=== Section Start ===

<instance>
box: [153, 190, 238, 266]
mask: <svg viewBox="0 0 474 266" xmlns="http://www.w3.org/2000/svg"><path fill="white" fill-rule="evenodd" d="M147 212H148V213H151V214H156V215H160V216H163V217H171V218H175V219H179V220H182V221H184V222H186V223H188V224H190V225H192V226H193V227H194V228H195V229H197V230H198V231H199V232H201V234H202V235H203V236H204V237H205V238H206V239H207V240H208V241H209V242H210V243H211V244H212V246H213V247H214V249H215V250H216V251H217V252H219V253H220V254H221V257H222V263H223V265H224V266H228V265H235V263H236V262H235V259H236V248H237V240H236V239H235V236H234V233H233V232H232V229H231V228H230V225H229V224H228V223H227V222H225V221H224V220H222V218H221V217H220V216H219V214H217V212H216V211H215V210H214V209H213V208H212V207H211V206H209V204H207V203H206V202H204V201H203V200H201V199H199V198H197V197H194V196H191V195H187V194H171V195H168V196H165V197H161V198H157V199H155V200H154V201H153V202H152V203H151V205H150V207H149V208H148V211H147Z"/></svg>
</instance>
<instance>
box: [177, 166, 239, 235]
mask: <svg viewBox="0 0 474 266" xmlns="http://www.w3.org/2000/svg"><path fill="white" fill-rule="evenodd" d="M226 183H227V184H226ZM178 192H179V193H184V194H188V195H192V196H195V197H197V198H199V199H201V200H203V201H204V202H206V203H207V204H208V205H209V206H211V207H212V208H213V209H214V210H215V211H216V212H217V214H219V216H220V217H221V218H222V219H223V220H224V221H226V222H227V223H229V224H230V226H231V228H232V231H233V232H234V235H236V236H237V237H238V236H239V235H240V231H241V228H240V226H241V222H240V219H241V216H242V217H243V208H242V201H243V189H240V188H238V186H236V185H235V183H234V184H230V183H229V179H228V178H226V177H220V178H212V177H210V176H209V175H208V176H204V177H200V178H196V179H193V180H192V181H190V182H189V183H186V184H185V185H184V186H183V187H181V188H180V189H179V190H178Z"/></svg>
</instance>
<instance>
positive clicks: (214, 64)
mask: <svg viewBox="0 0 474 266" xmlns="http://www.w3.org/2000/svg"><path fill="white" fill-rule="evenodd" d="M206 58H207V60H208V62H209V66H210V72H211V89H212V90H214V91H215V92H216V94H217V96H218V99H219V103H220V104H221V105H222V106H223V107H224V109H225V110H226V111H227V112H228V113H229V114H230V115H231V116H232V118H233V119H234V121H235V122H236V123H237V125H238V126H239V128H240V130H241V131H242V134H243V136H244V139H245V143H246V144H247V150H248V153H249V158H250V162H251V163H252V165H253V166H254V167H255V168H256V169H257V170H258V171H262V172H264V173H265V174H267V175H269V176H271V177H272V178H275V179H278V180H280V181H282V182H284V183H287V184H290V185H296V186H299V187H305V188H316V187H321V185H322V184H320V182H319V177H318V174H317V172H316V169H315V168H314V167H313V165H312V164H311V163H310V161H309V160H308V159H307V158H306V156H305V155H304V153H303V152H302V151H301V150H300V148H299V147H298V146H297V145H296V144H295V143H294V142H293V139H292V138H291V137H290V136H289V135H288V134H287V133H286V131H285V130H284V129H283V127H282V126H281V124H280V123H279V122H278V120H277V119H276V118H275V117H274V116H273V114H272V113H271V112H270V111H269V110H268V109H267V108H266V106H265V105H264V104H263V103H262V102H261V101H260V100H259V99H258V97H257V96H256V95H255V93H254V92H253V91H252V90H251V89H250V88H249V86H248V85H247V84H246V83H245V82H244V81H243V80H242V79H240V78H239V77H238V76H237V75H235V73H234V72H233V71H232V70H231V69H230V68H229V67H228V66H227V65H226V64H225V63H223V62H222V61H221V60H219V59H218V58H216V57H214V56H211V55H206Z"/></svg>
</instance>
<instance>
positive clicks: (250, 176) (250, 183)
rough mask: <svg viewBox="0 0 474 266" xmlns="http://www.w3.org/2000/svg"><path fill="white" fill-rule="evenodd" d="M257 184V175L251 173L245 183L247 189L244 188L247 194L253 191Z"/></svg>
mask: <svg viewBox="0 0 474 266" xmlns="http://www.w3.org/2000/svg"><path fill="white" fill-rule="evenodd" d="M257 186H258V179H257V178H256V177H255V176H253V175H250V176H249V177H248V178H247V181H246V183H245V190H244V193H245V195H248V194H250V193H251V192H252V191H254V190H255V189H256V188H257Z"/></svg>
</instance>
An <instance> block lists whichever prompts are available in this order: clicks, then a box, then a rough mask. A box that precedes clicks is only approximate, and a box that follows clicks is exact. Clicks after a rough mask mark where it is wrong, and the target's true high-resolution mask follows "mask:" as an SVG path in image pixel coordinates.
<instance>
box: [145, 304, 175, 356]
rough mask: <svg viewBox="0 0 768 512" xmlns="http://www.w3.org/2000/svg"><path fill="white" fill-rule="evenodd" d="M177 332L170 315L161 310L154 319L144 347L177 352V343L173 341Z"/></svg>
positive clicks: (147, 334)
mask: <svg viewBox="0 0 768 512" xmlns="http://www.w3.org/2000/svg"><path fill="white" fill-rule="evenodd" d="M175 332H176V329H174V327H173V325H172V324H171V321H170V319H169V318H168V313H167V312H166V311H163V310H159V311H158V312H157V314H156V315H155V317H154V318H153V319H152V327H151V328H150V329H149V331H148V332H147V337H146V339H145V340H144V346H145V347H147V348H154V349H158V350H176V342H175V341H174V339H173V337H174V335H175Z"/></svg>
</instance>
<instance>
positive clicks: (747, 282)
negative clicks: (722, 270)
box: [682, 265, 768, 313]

=== Section End ===

All entries should be transcribed verbatim.

<instance>
box: [153, 190, 238, 266]
mask: <svg viewBox="0 0 474 266" xmlns="http://www.w3.org/2000/svg"><path fill="white" fill-rule="evenodd" d="M147 212H148V213H151V214H156V215H160V216H163V217H171V218H175V219H179V220H182V221H184V222H186V223H188V224H190V225H192V226H193V227H194V228H195V229H197V230H198V231H199V232H201V234H202V235H203V236H204V237H205V238H206V239H207V240H208V241H209V242H210V243H211V244H212V246H213V247H214V249H215V250H216V251H217V252H219V253H220V254H221V257H222V263H223V265H224V266H228V265H235V263H236V262H235V259H236V248H237V240H236V239H235V236H234V233H233V232H232V229H231V228H230V225H229V224H228V223H227V222H225V221H224V220H222V218H221V217H220V216H219V214H217V212H216V211H215V210H214V209H213V208H212V207H211V206H209V204H207V203H206V202H204V201H203V200H201V199H199V198H197V197H194V196H191V195H187V194H171V195H168V196H165V197H161V198H157V199H155V200H154V201H153V202H152V203H151V205H150V207H149V208H148V211H147Z"/></svg>
</instance>
<instance>
box: [177, 166, 239, 235]
mask: <svg viewBox="0 0 474 266" xmlns="http://www.w3.org/2000/svg"><path fill="white" fill-rule="evenodd" d="M226 183H227V184H226ZM178 192H179V193H184V194H188V195H192V196H195V197H197V198H199V199H201V200H203V201H204V202H206V203H207V204H208V205H209V206H211V207H212V208H213V209H214V210H215V211H216V212H217V214H219V216H220V217H221V218H222V219H223V220H224V221H226V222H227V223H229V224H230V226H231V228H232V231H233V232H234V235H236V236H237V237H238V236H239V235H240V231H241V228H240V226H241V222H240V219H241V216H242V217H243V208H242V201H243V189H240V188H238V186H236V185H235V183H234V184H230V183H229V179H228V178H226V177H220V178H212V177H210V176H209V175H208V176H204V177H200V178H196V179H193V180H192V181H190V182H189V183H186V184H185V185H184V186H183V187H181V188H180V189H179V190H178Z"/></svg>
</instance>
<instance>
positive clicks: (214, 64)
mask: <svg viewBox="0 0 474 266" xmlns="http://www.w3.org/2000/svg"><path fill="white" fill-rule="evenodd" d="M206 58H207V60H208V62H209V66H210V72H211V89H212V90H214V91H215V92H216V94H217V96H218V99H219V103H220V104H221V105H222V106H223V107H224V109H225V110H226V111H227V112H228V113H229V114H230V115H231V116H232V118H233V119H234V121H235V122H236V123H237V125H238V126H239V128H240V130H241V131H242V134H243V136H244V139H245V143H246V144H247V150H248V153H249V158H250V162H251V163H252V165H253V166H254V167H255V168H256V169H257V170H258V171H262V172H264V173H265V174H267V175H269V176H271V177H272V178H275V179H278V180H280V181H282V182H284V183H287V184H290V185H296V186H299V187H305V188H316V187H321V185H322V184H320V182H319V177H318V174H317V172H316V169H315V168H314V167H313V165H312V164H311V163H310V161H309V160H308V159H307V158H306V156H305V155H304V153H303V152H302V151H301V150H300V148H299V147H298V146H297V145H296V144H295V143H294V142H293V139H292V138H291V137H290V136H289V135H288V134H287V133H286V131H285V130H284V129H283V127H282V126H281V124H280V123H279V122H278V120H277V119H276V118H275V117H274V116H273V114H272V113H271V112H270V111H269V110H268V109H267V108H266V106H265V105H264V104H263V103H262V102H261V101H260V100H259V99H258V97H257V96H256V95H255V93H254V92H253V91H252V90H251V89H250V88H249V86H248V85H247V84H246V83H245V82H244V81H243V80H242V79H240V78H239V77H238V76H237V75H235V73H234V72H233V71H232V70H231V69H230V68H229V67H228V66H227V65H226V64H225V63H223V62H222V61H221V60H219V59H218V58H216V57H214V56H211V55H206Z"/></svg>
</instance>
<instance>
positive clicks: (250, 176) (250, 183)
rough mask: <svg viewBox="0 0 474 266" xmlns="http://www.w3.org/2000/svg"><path fill="white" fill-rule="evenodd" d="M257 184V175L251 173L245 183L247 189L244 188L247 194L253 191Z"/></svg>
mask: <svg viewBox="0 0 474 266" xmlns="http://www.w3.org/2000/svg"><path fill="white" fill-rule="evenodd" d="M257 186H258V179H257V178H256V177H255V176H253V175H250V176H249V177H248V178H247V181H246V183H245V190H244V193H245V195H248V194H250V193H251V192H252V191H254V190H255V189H256V188H257Z"/></svg>
</instance>
An <instance> block lists whichever prompts are available in this order: clicks, then a box, then a rough mask. A box that precedes clicks is only approximate, and a box that follows clicks is exact. Clicks after a rough mask mark where it is wrong, and the target's true high-resolution mask follows "mask:" as an SVG path in image pixel coordinates.
<instance>
box: [145, 304, 175, 356]
rough mask: <svg viewBox="0 0 768 512" xmlns="http://www.w3.org/2000/svg"><path fill="white" fill-rule="evenodd" d="M177 332L170 315L161 310L154 319L144 347L177 352V343L173 341Z"/></svg>
positive clicks: (147, 334)
mask: <svg viewBox="0 0 768 512" xmlns="http://www.w3.org/2000/svg"><path fill="white" fill-rule="evenodd" d="M175 332H176V329H174V327H173V325H172V324H171V321H170V319H169V318H168V313H167V312H166V311H163V310H159V311H158V312H157V314H156V315H155V317H154V318H153V319H152V327H151V328H150V329H149V331H148V332H147V337H146V339H145V340H144V346H145V347H147V348H154V349H158V350H176V342H175V341H174V339H173V337H174V335H175Z"/></svg>
</instance>
<instance>
positive clicks: (747, 282)
negative clicks: (722, 270)
box: [682, 265, 768, 313]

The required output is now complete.